--- Start Records provided ---

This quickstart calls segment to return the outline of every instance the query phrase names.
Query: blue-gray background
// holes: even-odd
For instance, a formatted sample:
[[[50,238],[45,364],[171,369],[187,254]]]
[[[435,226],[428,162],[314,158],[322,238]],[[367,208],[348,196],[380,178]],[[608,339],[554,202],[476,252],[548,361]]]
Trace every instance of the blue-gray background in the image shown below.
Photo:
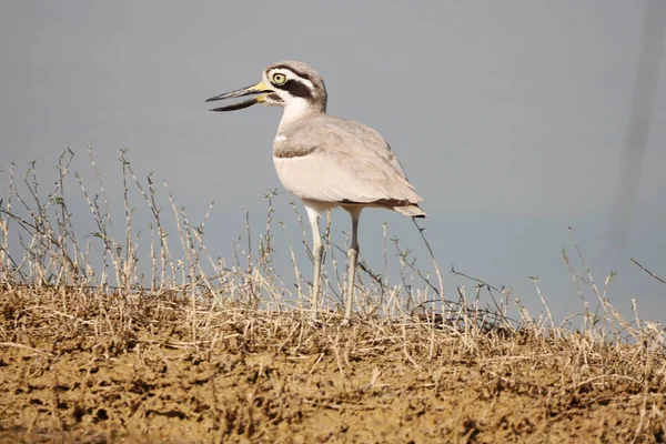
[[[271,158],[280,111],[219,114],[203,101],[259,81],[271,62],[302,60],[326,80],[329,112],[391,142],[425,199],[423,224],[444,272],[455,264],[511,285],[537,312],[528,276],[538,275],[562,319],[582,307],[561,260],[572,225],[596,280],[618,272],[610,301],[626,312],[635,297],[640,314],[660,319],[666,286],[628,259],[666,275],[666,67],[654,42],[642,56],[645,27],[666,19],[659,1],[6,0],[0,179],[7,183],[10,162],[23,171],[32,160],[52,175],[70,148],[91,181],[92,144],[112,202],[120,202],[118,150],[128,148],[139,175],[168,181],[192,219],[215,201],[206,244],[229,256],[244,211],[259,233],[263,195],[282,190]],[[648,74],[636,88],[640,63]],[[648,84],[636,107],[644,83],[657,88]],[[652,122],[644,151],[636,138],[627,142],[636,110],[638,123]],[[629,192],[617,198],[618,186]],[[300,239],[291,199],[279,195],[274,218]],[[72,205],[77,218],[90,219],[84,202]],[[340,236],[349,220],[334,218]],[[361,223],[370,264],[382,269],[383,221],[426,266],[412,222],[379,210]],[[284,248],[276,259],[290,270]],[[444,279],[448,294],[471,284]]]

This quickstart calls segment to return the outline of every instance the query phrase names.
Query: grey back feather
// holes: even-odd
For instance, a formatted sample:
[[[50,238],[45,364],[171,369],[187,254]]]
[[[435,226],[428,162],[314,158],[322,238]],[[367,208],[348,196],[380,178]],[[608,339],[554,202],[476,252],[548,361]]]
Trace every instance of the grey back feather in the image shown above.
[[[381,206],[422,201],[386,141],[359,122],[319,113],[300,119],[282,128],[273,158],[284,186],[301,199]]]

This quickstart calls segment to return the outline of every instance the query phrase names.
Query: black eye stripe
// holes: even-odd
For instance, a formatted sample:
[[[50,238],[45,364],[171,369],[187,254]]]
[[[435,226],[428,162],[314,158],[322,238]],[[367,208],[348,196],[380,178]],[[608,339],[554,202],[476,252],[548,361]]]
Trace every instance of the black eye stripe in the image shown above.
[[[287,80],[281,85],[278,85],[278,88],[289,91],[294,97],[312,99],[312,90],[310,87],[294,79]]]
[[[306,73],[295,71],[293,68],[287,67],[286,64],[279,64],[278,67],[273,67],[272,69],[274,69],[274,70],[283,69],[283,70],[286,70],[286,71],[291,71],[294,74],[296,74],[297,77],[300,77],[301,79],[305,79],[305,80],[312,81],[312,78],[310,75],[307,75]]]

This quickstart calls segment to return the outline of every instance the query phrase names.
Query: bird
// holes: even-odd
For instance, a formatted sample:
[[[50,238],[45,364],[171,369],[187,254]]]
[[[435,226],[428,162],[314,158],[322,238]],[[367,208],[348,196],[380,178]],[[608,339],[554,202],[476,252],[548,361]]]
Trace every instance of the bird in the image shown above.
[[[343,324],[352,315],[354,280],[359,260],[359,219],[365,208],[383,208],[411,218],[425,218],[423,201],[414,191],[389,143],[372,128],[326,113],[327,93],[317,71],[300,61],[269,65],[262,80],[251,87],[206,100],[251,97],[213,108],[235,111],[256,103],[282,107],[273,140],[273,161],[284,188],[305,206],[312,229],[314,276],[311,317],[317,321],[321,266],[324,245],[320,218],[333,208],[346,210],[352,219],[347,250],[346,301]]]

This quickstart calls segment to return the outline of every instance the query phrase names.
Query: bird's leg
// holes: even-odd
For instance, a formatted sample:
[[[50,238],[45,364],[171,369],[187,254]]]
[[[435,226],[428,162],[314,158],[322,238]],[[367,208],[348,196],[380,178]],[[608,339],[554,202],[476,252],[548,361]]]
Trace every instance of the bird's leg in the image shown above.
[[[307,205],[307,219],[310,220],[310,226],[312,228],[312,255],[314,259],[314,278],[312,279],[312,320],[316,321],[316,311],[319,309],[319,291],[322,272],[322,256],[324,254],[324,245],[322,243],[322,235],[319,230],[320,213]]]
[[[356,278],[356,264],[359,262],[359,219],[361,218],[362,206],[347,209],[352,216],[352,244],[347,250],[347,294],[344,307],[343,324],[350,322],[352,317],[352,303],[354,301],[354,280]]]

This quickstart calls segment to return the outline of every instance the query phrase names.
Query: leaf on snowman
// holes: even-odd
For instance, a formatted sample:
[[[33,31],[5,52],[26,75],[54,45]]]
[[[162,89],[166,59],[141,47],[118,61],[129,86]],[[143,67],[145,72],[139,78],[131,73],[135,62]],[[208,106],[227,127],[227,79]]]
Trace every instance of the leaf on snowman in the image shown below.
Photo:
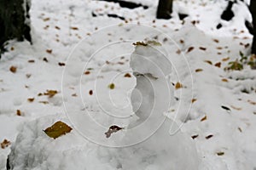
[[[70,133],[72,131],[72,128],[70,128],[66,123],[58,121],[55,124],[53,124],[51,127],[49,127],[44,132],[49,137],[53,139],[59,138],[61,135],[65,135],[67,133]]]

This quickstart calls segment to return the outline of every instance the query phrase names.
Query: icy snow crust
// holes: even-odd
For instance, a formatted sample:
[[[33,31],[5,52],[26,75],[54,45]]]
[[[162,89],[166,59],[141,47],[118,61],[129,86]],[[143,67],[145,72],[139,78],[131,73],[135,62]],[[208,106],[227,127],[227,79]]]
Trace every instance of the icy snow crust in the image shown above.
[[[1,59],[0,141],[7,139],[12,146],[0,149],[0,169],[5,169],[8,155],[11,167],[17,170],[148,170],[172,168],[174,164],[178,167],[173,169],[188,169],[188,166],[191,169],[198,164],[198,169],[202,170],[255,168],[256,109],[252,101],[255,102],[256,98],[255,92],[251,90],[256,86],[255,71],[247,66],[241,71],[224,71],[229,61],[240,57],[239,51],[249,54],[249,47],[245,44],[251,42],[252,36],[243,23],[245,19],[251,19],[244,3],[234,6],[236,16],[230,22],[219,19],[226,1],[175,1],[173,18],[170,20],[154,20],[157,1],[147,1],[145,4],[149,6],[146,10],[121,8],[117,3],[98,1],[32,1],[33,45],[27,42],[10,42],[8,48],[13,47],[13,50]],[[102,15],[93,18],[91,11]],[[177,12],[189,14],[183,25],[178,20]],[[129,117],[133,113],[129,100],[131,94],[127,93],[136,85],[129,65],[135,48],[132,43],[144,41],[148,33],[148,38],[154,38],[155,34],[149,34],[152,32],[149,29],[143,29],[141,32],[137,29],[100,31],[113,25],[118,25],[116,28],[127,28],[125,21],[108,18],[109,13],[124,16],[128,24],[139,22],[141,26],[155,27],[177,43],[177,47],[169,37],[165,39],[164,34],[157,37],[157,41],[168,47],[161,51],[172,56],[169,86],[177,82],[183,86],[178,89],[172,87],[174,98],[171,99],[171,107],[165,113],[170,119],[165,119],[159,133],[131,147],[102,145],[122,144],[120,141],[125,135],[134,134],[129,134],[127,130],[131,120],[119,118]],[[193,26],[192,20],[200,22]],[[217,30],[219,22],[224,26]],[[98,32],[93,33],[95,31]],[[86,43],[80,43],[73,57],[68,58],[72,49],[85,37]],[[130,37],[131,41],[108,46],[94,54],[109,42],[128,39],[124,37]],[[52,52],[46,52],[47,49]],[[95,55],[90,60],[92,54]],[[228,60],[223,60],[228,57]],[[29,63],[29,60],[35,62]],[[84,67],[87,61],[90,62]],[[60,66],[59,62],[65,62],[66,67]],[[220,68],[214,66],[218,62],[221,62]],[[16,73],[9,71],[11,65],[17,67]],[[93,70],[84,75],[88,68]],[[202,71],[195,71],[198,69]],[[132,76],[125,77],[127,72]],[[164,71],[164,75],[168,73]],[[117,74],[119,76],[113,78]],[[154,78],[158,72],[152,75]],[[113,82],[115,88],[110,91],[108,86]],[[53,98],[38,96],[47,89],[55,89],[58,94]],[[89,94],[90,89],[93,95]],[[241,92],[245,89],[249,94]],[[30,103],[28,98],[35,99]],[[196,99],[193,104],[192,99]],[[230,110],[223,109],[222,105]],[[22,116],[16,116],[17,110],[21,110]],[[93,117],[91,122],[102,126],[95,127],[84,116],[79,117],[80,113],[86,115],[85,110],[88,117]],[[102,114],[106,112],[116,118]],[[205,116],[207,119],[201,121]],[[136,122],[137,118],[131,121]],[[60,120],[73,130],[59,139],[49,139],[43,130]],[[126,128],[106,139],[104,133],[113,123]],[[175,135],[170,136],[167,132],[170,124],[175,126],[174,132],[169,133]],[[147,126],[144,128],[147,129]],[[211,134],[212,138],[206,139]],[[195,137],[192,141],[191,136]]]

--- End Records provided ---

--- Work instructions ---
Pick out and copy each line in the items above that contains the string "bird".

--- Output of the exercise ---
Query: bird
Trace every instance of the bird in the image shown above.
Query: bird's leg
Trace every instance of the bird's leg in the image shown above.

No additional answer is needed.